Document text:
- - - - - - -

There is also a long-standing tradition of referring to Holy Wisdom in the feminine. In Hebrew she is called Chokhmah, in Greek Sophia, and in Latin Sapientia. In the Old Testament, she is referred to as an object of meditation: “Happy is the person who meditates on Sophia, who reflects in one’s heart on Sophia’s ways and ponders her secrets, pursuing her like a hunter, and lying in wait on her paths.” (Sirach 15:20–22)
Sophia is described as being present at the beginning of creation, a beautiful figure who proceeds forth from the Holy One before the first dawn arose: “When there were no depths, I was brought forth. When God established the heavens, I was there playing before Him all the while” (Proverbs 8:24, 30).
Not unlike the Magnificat of the Blessed Virgin Mary, who might accurately be called the true-born daughter of Sophia, this feminine personification of divine wisdom invites the humble of heart to share her table: “She has prepared her meat and mixed her wine; she has also set her table. She has sent out her servants, and she calls from the highest point of the city, ‘Let all who are simple come to my house!’” (Proverbs 9:2-4)
Sophia is described as a mother, a teacher, a counselor, a fine mist, more precious than jewels, and the tree of life. She is “the breath of the power of God, a pure emanation of the glory of the Almighty, a reflection of eternal light, a spotless mirror of the working of God and an image of His goodness.” (Wisdom 7:25–27)
She is said to seek us out in order to bring about spiritual transformation, yet she is also a figure of sacred mystery. We ourselves are called upon to seek her from within: “The first person did not finish discovering about her nor has the most recent tracked her down; for her thoughts are wider than the sea, and her designs more profound than the abyss” (Sirach 24:28–29).
In a similar vein, the medieval mystical writings of the Jewish Kabbalah make reference to the Shekinah, which means the indwelling of the presence of God in this world, and is decidedly feminine in depiction.
Interestingly, Leonard Nimoy created the Vulcan Salute for Mr. Spock from Star Trek based on a hand gesture used during the rabbinic blessing, when the Shekinah is said to pass through the synagogue. He later embarked upon a photography project controversially involving nude women models holding Jewish ceremonial objects to highlight the presence of the divine feminine with Kabbalist writings as its reference point.
The Kabbalah itself describes the Shekinah thusly: “There are two aspects to the female…one when she is contained initially in the male, and the second when she is separated from him and he gives her the crown of strength….” (‘Ets Chayim 10:3)

- - - - - - -

Coordinate annotation records:
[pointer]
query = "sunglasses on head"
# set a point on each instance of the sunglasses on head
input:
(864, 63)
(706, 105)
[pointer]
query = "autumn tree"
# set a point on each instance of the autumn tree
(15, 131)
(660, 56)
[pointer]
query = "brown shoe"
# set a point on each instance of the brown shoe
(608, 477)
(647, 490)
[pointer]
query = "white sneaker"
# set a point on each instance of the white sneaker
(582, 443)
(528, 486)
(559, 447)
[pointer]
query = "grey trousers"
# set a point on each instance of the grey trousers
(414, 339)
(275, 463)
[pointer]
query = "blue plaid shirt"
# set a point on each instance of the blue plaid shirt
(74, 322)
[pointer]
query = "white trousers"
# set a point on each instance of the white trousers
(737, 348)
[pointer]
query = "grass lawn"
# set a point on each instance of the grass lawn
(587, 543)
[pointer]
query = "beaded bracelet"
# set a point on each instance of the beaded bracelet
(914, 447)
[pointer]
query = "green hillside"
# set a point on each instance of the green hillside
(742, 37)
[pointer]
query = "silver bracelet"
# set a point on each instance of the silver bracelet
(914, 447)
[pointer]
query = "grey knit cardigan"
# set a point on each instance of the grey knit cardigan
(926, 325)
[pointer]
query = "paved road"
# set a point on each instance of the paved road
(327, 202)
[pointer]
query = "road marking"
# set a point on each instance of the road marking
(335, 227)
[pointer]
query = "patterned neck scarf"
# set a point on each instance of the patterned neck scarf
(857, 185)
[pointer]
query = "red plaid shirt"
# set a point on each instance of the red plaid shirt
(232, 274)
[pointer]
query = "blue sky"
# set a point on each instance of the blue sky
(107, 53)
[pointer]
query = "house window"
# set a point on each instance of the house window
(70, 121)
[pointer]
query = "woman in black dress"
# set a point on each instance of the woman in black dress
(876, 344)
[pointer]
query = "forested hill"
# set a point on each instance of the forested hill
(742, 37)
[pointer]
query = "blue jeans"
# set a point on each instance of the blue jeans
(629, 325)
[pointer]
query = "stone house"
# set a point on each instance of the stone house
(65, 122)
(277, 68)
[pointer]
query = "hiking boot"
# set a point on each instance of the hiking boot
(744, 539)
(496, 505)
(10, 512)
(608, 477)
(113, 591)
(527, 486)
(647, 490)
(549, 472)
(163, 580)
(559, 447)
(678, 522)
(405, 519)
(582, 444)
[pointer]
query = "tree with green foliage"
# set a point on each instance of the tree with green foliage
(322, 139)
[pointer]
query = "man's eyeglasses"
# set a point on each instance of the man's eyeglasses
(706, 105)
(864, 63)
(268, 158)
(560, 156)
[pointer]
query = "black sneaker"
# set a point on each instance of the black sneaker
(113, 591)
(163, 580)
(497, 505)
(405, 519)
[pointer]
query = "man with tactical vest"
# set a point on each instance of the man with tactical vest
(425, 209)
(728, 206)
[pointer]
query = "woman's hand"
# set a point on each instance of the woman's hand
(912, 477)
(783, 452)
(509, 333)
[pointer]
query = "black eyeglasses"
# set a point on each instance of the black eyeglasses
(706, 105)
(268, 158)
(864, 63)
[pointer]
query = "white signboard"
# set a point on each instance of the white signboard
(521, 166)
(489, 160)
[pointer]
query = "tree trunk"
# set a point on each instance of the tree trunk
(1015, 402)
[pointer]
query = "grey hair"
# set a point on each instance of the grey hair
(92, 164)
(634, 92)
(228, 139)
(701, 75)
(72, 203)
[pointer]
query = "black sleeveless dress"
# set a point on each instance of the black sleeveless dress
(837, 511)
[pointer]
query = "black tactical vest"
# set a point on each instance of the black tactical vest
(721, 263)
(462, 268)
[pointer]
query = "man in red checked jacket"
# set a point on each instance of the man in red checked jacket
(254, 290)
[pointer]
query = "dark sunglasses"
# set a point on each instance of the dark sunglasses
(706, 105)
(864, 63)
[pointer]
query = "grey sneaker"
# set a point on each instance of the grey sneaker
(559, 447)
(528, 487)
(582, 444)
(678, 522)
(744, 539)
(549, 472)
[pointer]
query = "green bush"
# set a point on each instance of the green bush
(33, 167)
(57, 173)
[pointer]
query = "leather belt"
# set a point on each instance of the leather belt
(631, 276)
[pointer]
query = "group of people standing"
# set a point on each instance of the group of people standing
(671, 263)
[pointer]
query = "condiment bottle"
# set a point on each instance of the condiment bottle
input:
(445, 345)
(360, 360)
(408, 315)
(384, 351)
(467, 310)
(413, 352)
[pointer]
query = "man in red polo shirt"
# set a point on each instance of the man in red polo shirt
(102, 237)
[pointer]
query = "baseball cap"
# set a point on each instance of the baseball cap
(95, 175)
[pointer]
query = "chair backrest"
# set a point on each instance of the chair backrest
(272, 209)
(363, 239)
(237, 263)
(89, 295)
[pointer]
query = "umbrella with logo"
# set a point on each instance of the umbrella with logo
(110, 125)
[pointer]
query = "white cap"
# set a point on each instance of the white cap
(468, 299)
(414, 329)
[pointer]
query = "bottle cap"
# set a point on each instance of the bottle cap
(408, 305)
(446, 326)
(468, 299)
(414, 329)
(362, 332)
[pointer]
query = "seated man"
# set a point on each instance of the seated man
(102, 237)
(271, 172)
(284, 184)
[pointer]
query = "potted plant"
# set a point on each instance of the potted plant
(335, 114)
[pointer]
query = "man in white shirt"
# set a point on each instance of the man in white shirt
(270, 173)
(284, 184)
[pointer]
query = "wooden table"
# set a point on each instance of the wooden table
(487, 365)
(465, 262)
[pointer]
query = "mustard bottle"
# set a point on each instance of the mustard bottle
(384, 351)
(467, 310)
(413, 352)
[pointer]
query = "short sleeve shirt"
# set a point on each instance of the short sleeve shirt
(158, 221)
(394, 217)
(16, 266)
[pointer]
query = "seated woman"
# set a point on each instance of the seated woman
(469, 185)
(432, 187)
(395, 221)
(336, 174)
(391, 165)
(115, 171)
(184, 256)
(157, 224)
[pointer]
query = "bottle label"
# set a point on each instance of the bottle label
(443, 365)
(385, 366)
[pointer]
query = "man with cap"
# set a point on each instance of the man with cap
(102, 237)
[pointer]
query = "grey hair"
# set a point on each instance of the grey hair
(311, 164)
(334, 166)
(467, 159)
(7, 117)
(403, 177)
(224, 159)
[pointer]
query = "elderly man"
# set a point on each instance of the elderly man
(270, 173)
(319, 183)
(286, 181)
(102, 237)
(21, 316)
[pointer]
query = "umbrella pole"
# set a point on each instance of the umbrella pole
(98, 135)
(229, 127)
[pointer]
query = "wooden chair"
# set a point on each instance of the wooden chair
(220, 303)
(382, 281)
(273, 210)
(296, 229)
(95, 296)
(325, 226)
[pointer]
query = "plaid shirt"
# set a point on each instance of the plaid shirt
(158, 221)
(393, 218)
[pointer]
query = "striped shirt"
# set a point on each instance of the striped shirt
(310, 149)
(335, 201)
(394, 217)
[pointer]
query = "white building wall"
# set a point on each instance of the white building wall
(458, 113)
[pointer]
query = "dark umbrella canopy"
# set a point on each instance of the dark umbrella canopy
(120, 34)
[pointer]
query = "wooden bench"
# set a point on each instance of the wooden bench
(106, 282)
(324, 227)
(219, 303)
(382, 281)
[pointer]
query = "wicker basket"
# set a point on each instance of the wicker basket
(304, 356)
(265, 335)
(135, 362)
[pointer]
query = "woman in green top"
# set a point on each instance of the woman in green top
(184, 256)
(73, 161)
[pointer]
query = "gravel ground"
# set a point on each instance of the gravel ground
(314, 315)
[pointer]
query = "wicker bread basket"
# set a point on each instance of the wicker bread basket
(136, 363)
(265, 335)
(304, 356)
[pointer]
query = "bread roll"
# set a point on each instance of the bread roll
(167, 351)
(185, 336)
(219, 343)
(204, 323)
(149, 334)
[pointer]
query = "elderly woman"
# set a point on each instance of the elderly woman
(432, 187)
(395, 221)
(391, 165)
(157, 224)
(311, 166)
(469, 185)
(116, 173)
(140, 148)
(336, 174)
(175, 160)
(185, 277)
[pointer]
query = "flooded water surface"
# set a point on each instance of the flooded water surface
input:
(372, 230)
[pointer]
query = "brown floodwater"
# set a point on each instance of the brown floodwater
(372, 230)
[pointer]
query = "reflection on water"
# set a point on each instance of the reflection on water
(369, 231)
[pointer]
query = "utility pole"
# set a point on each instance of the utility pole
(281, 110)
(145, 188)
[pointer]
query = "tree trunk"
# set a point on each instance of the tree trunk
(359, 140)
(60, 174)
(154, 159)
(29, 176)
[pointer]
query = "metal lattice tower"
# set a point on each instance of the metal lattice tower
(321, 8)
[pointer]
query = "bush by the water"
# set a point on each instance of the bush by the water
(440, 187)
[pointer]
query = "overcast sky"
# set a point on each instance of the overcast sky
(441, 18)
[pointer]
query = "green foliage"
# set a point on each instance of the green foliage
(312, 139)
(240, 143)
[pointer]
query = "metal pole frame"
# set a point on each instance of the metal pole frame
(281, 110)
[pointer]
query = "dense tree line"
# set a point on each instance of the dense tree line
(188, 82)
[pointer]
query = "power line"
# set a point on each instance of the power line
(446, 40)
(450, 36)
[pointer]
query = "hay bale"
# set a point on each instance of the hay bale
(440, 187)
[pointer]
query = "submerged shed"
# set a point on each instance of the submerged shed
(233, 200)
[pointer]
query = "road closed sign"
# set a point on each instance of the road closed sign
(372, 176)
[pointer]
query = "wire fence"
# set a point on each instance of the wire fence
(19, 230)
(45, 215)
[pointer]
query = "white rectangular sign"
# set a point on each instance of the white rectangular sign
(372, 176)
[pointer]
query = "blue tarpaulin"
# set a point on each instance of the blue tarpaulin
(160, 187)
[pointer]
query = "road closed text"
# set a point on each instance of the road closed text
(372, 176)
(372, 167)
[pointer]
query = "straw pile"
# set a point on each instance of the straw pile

- - - - - - -

Challenge 1: What does the term Shekinah mean in the text on Holy Wisdom?
Challenge 2: Pick up the text on Holy Wisdom after its last sentence and keep writing it.

Answer 1: The indwelling of the presence of God in this world.

Answer 2:
According to the Kabbalist version of creation, En Sof is the Source of all things, both everything and nothing, full of potential yet nothing manifested, with no beginning and no end, neither masculine or feminine, but still both at the same time. In order for the creation process to begin, En Sof had to withdraw from Itself to allow the potential to actualize, a contracting process dubbed Tsimtsum. As this withdrawal place, the Shekinah remained to become a primordial vessel through which the essence of En Sof could flow and concentrate to such a degree that the energy of creation burst forth in the Big Bang. She became the birth canal of the universe and the soul of God present to all creation, and in a sense, the soul of the world itself.
Even when Humankind fell from grace and was banished from the Garden state of union with God, the Shekinah is said to have stayed with humanity, self-sacrificially keeping us sustained through all our exiles, even though her soul was “shattered” in grief at being further separated from her spouse En Sof. It is commonly thought that the richly romantic “Song of Songs” is an allegory for this tragic separation and prophesied reunion. It is the driving desire of the universe that the two lovers should be brought back together as one, but this can only happen with our involvement, since she very truly is inside of us and makes up parts of our soul.
This hearkens to the concept of Tikkun Olam, “healing the land” or “building for eternity”, a responsibility of humanity to go beyond the self to help heal the souls of others and of all creation in preparation for the great reunion with the divine, and the coming back together of the bride and bridegroom in mystical ecstasy. The Shekinah embodies the qualities of patience, persistence, stillness, and restraint, just as a woman waits for gestation and pregnancy to take its full course before the baby can be born, and a woman mediates the birth as a midwife. When we purify our souls from the sinful dross of our being, she shows us her face and promises that renewal is at hand.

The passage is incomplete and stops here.